TASK GOAL: Pull out each line of the records holding the string "label".

EXTRACTED DATA:
★ ★ ★ ★

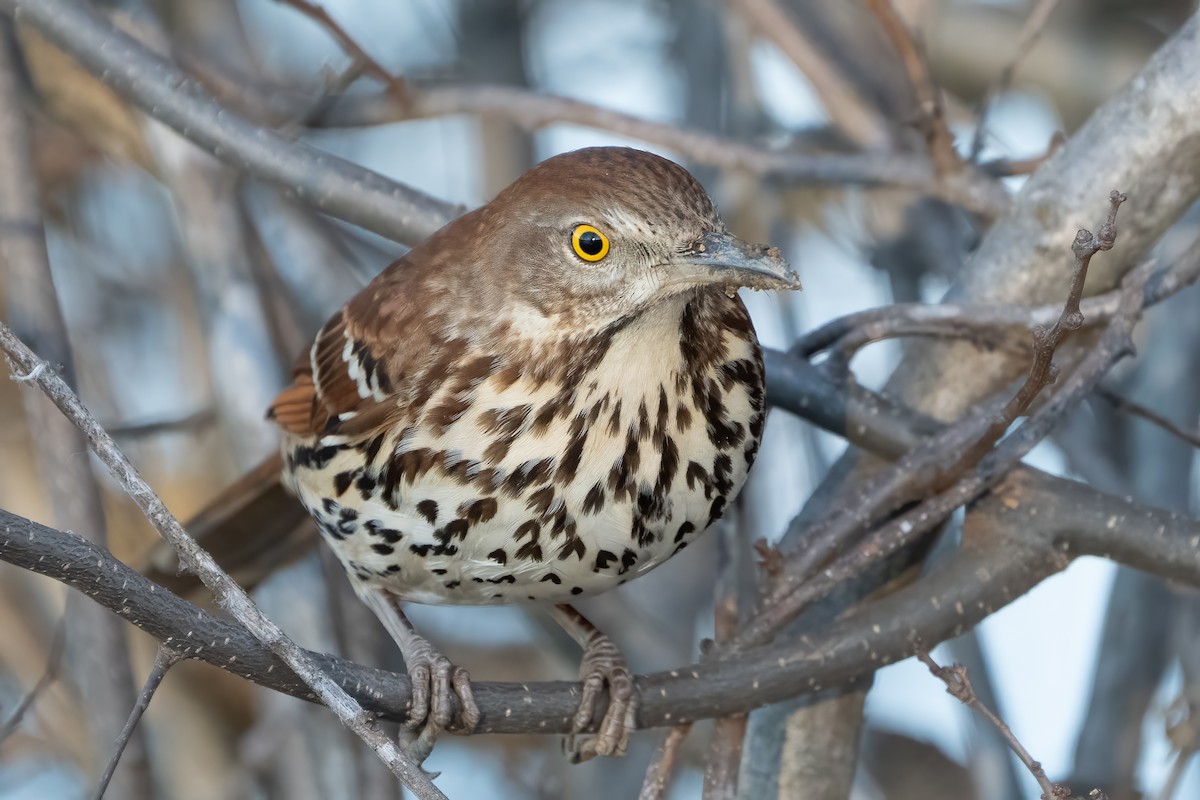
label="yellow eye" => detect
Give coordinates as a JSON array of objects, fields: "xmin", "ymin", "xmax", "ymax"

★ ★ ★ ★

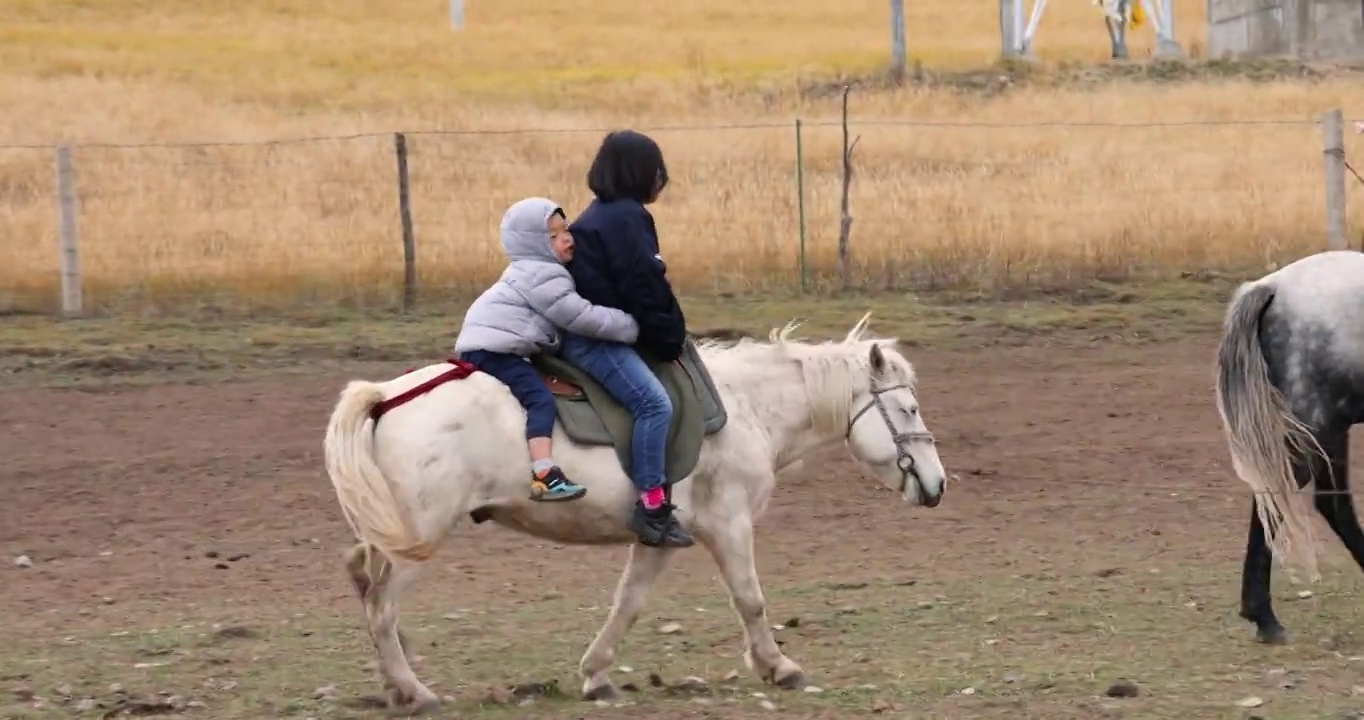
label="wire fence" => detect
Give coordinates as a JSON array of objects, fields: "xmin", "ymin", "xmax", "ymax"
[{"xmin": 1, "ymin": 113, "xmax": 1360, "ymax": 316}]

★ ★ ★ ★

TASK SOLUTION:
label="yellow eye" => detect
label="wire fence" => detect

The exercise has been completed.